- [Provided passage]:
- - -
Roughly 500 million years ago, a mysterious event in the evolution of life on Earth appears to have occurred. The known fossil record from this time, within the Cambrian period, contains a missing chapter that palaeontologists call the 'Furongian gap'. This gap is striking because there is an explosion of biodiversity in the fossil record both immediately before and after it.
Previously, this decline was considered evidence for a real biological crisis driven by environmental instability, changing ocean chemistry, cooling climates, lack of oxygen in ancient seas, or a combination of these factors. However, a new study published in the journal BMC Biology provides evidence for an alternative idea: the Furongian may not represent a true collapse in biodiversity, but rather a gap in where scientists have looked and what kinds of rocks have been studied.
A Rare Group of Fossils
The study describes a new 500-million-year-old arthropod from Québec, Canada. Arthropods are animals with exoskeletons, meaning skeletons on the exterior of their bodies. The fossil belongs to a rare group of early arthropods related to the lineage leading to spiders and scorpions. Importantly, it comes from a geological setting that scientists had not previously recognised as notable for preserving fossils from this time.
- - -
[Natural language region descriptions]
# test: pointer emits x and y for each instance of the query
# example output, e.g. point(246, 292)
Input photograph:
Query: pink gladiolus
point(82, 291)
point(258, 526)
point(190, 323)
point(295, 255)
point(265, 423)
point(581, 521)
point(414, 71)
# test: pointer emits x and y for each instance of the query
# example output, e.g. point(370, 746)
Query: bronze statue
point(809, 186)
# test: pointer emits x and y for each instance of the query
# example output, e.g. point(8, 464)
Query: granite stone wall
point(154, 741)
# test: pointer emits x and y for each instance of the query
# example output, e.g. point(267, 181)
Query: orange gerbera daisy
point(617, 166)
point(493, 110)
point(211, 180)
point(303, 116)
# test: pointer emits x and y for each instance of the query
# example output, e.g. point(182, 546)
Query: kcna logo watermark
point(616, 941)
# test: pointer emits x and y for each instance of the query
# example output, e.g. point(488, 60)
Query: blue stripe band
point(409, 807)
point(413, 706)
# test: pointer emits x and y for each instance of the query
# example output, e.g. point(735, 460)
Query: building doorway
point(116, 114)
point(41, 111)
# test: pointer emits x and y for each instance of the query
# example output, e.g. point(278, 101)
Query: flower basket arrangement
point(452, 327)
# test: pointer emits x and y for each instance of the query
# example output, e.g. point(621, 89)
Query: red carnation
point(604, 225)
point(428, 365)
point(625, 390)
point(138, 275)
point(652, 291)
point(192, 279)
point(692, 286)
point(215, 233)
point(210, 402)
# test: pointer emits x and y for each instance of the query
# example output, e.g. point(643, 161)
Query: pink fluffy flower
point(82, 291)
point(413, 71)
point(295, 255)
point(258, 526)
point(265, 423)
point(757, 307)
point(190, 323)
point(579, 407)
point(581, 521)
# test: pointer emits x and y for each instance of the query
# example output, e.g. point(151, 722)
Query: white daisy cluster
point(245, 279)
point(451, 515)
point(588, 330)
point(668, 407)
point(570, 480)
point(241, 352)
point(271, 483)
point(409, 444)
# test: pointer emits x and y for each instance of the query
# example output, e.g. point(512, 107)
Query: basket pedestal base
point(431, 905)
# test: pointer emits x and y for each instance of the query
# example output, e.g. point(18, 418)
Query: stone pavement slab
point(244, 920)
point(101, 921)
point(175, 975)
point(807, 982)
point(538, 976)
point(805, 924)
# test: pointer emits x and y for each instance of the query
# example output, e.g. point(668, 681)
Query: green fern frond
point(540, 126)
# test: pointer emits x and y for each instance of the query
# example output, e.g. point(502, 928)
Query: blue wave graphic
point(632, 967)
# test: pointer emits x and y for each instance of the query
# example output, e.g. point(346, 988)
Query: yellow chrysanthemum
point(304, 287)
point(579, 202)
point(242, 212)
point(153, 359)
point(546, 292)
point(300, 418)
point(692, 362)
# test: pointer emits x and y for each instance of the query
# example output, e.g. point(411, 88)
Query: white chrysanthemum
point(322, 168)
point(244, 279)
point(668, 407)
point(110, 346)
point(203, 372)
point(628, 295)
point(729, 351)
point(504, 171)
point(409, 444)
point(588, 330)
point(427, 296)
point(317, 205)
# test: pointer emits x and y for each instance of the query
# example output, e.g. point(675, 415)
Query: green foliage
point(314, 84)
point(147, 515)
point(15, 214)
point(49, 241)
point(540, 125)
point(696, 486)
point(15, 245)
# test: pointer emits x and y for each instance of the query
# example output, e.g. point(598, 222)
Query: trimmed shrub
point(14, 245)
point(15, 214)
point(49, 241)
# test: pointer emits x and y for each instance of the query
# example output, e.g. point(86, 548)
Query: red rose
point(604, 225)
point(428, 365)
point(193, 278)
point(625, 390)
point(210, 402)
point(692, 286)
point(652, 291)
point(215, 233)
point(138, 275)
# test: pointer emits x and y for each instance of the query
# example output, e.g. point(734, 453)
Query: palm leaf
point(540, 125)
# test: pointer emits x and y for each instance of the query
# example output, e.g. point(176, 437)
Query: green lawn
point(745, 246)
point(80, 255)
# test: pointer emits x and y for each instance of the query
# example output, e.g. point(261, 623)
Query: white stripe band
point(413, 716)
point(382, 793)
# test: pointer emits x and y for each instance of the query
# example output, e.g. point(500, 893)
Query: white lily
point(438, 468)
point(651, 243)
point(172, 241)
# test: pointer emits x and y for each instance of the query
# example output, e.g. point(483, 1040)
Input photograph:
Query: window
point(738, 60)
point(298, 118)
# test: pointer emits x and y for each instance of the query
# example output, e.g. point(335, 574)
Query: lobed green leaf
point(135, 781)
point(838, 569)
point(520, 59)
- - -
- [Required action 1]:
In the passage on the Furongian gap, rewrite the portion between "Roughly 500 million" and "and after it.", inclusive, replacing "palaeontologists" with "paleontologists".
- [Required action 2]:
According to the passage on the Furongian gap, where does the newly described 500-million-year-old arthropod come from?
- [Required action 3]:
List the environmental factors that the passage on the Furongian gap says were previously thought to have driven a real biological crisis.

- [Result 1]:
Roughly 500 million years ago, a mysterious event in the evolution of life on Earth appears to have occurred. The known fossil record from this time, within the Cambrian period, contains a missing chapter that paleontologists call the 'Furongian gap'. This gap is striking because there is an explosion of biodiversity in the fossil record both immediately before and after it.

- [Result 2]:
Québec, Canada

- [Result 3]:
- Environmental instability
- Changing ocean chemistry
- Cooling climates
- Lack of oxygen in ancient seas